■ Instructions to follow ■
Find every line in the entries below that contains the string "wing", and copy each one. Case matters, so count only matches with the same capitalization.

######

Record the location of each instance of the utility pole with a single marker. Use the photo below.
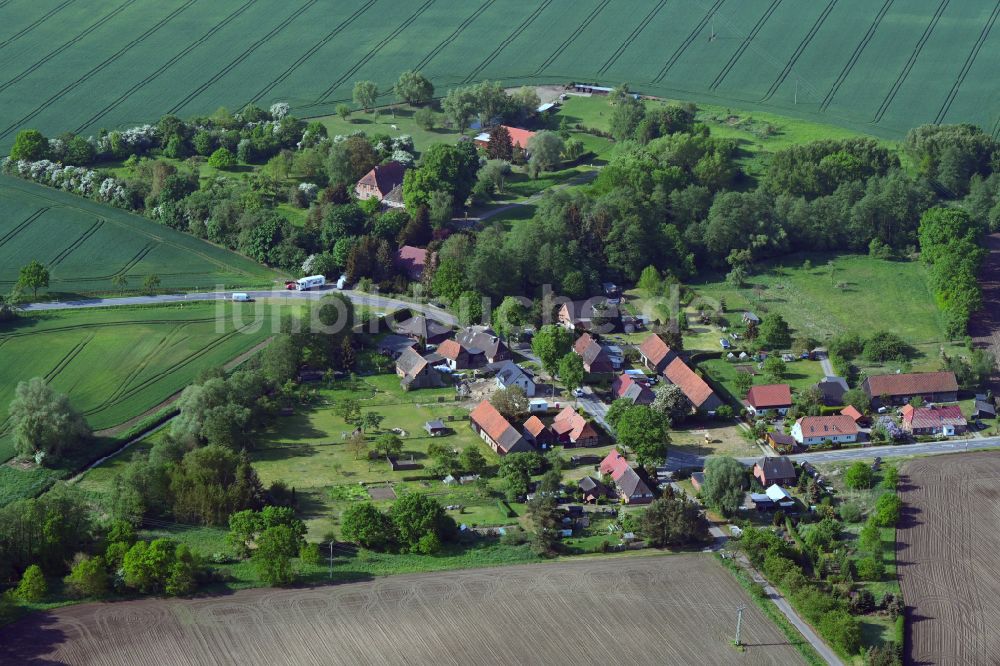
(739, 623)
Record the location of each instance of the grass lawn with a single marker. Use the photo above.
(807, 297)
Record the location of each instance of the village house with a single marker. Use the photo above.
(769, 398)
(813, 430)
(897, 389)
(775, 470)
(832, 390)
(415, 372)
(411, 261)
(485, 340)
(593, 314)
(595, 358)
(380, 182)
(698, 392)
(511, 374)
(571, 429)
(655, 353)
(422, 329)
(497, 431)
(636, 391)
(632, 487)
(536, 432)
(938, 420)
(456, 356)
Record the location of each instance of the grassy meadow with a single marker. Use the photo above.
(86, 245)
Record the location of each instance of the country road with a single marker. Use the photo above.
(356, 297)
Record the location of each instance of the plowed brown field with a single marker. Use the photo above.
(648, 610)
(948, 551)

######

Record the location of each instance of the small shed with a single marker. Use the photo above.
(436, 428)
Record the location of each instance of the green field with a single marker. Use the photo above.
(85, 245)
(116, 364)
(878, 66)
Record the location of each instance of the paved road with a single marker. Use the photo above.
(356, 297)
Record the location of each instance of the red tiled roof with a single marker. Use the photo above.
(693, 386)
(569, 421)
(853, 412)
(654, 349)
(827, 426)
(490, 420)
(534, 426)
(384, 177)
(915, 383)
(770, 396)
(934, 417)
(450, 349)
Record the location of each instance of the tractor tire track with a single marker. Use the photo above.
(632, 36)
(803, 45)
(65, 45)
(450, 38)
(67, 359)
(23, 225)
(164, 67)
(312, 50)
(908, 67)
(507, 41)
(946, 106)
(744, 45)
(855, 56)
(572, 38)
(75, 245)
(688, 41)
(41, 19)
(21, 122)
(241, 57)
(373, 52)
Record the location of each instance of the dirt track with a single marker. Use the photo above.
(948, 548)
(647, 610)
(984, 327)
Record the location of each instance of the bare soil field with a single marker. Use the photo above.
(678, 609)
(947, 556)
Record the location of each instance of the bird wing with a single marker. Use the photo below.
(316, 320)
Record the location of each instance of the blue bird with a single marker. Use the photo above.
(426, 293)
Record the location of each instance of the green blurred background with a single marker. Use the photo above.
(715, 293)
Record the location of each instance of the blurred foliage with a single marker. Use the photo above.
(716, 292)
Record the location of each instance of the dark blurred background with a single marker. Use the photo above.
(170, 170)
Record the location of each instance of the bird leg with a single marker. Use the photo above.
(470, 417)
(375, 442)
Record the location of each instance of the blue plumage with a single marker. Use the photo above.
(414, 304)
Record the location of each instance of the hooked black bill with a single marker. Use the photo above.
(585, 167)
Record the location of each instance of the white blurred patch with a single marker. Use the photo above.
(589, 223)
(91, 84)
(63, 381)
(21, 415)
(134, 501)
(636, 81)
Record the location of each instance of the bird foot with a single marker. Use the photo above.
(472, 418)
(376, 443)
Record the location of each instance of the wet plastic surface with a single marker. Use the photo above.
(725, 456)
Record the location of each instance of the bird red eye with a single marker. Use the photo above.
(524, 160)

######

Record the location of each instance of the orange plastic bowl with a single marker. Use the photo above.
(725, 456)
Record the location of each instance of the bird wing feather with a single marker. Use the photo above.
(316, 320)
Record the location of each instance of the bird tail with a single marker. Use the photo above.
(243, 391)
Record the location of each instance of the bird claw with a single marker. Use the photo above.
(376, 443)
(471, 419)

######

■ Correct result ■
Record the location of each instance of the bird wing with a single marker. Use the photo below.
Record the location of each instance of the bird wing feather with a single marker. Use the photo above.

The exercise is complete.